■ **Written task**:
Could you extract all of the records below word for word, leaving the pictures out of your answer?

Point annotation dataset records
>> BEGIN
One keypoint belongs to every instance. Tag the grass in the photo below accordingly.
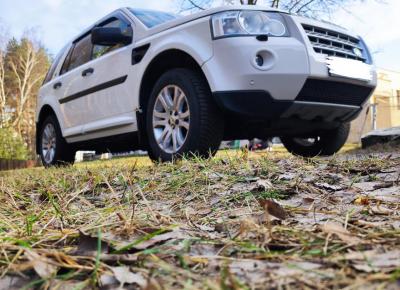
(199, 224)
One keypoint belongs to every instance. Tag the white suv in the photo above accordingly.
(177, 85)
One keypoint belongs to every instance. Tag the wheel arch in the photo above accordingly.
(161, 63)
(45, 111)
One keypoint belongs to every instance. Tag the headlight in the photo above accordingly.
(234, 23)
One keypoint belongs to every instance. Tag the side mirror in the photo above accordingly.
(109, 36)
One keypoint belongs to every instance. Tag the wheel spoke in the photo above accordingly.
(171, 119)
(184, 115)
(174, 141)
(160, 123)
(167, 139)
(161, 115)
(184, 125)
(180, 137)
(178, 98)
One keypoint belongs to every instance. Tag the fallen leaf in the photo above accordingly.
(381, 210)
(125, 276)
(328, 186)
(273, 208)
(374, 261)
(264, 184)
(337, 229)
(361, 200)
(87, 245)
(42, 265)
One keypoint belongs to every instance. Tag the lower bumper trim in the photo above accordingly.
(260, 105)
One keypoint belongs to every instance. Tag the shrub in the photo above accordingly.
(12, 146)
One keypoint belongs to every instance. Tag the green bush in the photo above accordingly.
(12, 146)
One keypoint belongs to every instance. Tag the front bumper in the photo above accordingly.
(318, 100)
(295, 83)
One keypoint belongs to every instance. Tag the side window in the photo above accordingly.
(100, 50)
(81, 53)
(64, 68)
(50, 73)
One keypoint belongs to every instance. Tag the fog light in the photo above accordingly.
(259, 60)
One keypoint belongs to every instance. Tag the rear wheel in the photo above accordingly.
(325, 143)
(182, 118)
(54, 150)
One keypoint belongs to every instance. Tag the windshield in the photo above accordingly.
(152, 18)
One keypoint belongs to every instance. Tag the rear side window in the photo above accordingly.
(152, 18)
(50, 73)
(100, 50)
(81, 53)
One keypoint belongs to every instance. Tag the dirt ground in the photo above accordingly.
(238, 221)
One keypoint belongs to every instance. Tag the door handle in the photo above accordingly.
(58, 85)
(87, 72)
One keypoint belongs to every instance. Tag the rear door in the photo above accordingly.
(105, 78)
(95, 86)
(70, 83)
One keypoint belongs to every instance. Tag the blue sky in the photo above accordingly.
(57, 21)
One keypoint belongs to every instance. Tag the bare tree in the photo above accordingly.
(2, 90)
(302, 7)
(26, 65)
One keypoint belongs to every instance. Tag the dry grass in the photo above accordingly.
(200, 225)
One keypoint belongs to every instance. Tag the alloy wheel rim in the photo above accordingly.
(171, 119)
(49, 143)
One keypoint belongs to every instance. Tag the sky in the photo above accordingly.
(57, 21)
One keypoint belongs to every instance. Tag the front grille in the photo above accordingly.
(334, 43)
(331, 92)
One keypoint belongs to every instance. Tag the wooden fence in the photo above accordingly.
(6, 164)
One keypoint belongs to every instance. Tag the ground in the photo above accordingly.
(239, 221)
>> END
■ **Result of the exercise**:
One keypoint belongs to every instance. Tag the grass in the photo below accordingly.
(199, 224)
One keypoint belongs to every instance. Tag the white suv in the photo above accordingly.
(177, 85)
One keypoint belongs to every instance. Tag the wheel arch in the photo above accordingly.
(161, 63)
(45, 111)
One keypoint belongs to every instance. Tag the headlight in the photo above accordingly.
(234, 23)
One keypoint belongs to every instance. Tag the side mirror in the photo above accordingly.
(109, 36)
One keypoint belongs to every instance. Tag the wheel spoke in the photo above accordingly.
(171, 119)
(184, 115)
(174, 141)
(160, 123)
(167, 139)
(161, 115)
(184, 125)
(180, 137)
(178, 98)
One keypoint belongs to every instance. Tag the fallen leaf in the photo above accordingly.
(381, 210)
(125, 276)
(328, 186)
(273, 208)
(374, 261)
(264, 184)
(337, 229)
(361, 200)
(87, 245)
(42, 265)
One keypoint belongs to every instance. Tag the lower bumper trim in the photo above accordingly.
(260, 105)
One keypoint belongs to every instance. Tag the shrub in the photo above accordingly.
(12, 146)
One keypoint belongs to every instance. Tag the green bush in the photo above accordingly.
(12, 146)
One keypoint belongs to every instance. Tag the front bumper in the photo above accordingly.
(318, 100)
(295, 83)
One keypoint belongs to every instance. Tag the side window in the photo above accordingly.
(100, 50)
(81, 53)
(64, 68)
(50, 73)
One keypoint belongs to every instance. Tag the fog light in the photo above accordingly.
(259, 60)
One keypoint belongs to every instance. Tag the rear wheel in the photo above accordingly.
(325, 143)
(182, 118)
(54, 150)
One keypoint belongs to every instance. Tag the windshield in the photo above accordingly.
(152, 18)
One keypoint belongs to every instance. Tag the rear side window in the photo above accordingly.
(152, 18)
(50, 73)
(100, 50)
(81, 53)
One keypoint belongs to every instance. Tag the dirt ground in the photo above accordingly.
(238, 221)
One keypoint belongs to every instance. Tag the door handle in the photo above accordingly.
(58, 85)
(87, 72)
One keypoint belongs to every instance. Tag the rear door in the photo above accordingly.
(105, 78)
(95, 86)
(70, 83)
One keypoint belongs to every instance. Tag the blue sky in the photo above accordingly.
(57, 21)
One keypoint belongs to every instance. Tag the bare tree in the photo above accordingly.
(2, 90)
(302, 7)
(26, 65)
One keypoint belongs to every instance. Tag the dry grass in the photo above accordingly.
(200, 225)
One keypoint belongs to every instance. Tag the alloy wheel rim in the photo above accordingly.
(171, 119)
(49, 143)
One keypoint belongs to every instance. Tag the sky in the photo above accordingly.
(57, 21)
One keypoint belongs to every instance. Tag the front grille in the photo above accordingly.
(334, 43)
(331, 92)
One keypoint belongs to every instance. Tag the wooden fence in the photo above accordingly.
(6, 164)
One keypoint belongs to every instance. Tag the ground in the photo above accordingly.
(239, 221)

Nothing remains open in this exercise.